Dataset items
>>
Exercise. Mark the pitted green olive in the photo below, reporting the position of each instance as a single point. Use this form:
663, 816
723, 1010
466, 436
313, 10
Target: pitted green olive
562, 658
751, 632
<<
>>
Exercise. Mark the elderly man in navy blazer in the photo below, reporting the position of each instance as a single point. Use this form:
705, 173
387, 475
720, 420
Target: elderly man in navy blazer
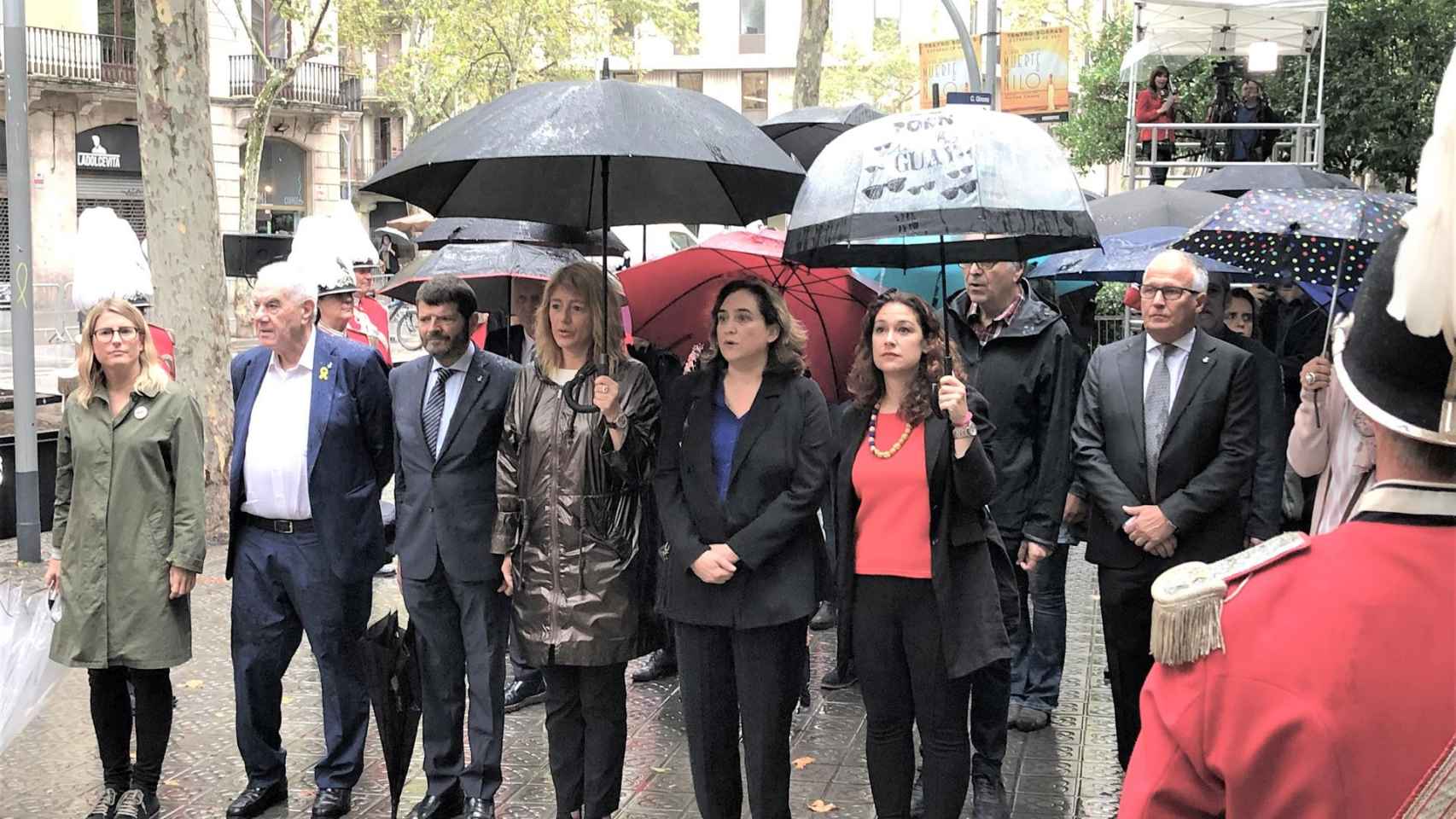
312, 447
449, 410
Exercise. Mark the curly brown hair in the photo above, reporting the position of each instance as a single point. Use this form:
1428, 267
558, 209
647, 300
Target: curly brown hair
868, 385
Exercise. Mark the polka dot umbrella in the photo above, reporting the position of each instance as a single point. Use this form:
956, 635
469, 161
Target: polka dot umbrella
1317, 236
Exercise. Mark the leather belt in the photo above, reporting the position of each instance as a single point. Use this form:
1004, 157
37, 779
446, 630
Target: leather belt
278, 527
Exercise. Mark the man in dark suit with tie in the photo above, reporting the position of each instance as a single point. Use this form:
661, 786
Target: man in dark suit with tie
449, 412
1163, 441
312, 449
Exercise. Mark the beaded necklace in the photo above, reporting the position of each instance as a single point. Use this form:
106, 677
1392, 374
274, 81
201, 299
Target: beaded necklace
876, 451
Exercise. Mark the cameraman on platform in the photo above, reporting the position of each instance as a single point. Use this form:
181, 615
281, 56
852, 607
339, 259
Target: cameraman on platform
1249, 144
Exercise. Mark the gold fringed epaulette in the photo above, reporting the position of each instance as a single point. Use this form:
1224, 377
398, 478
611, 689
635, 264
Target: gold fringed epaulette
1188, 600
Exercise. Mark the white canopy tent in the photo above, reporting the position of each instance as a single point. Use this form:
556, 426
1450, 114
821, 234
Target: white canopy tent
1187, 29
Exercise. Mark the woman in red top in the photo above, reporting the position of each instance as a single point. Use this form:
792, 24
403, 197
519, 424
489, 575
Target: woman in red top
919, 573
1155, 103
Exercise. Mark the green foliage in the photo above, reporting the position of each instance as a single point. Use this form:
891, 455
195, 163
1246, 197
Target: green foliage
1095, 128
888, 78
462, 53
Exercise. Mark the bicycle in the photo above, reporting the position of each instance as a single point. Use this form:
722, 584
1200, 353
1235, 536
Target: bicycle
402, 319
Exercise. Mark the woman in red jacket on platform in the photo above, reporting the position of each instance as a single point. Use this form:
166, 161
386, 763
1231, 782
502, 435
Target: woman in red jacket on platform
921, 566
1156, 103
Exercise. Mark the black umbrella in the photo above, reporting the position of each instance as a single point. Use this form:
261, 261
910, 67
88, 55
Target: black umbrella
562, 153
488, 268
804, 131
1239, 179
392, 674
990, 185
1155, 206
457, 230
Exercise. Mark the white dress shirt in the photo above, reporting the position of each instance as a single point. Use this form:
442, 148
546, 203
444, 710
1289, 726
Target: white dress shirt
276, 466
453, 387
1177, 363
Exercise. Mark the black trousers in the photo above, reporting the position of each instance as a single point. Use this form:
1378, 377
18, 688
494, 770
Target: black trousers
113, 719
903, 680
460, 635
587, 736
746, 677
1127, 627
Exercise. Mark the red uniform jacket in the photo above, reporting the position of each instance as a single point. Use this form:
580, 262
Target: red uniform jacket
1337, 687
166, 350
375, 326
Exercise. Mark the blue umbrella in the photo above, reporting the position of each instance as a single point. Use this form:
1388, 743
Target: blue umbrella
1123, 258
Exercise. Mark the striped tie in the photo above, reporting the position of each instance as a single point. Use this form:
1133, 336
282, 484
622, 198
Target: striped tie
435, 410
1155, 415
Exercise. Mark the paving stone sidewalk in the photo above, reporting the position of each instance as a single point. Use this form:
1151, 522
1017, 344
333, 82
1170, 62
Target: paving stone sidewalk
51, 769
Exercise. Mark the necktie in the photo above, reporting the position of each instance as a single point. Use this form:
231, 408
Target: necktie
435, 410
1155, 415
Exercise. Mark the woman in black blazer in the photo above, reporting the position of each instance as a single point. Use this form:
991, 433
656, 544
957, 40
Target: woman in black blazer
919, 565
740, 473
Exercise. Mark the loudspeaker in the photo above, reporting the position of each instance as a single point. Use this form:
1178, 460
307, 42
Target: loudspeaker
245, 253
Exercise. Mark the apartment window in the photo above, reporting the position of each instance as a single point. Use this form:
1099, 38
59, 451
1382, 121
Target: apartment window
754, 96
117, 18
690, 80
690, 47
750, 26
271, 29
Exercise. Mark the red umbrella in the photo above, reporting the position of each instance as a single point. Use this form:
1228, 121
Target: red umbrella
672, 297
<<
**What is needed**: Copy every line of the material above that contains the word "blazer".

**Exercise solution**:
Exercise. Mark the elderly man in navy blazer in the photo below, reporting the position of each instance as a single point. Use this form:
Target: elderly man in navy blazer
Exercise. Mark the woman in black blazer in the photo above, reporting the position of each instance as a single point. Use this form:
Target: woman in black blazer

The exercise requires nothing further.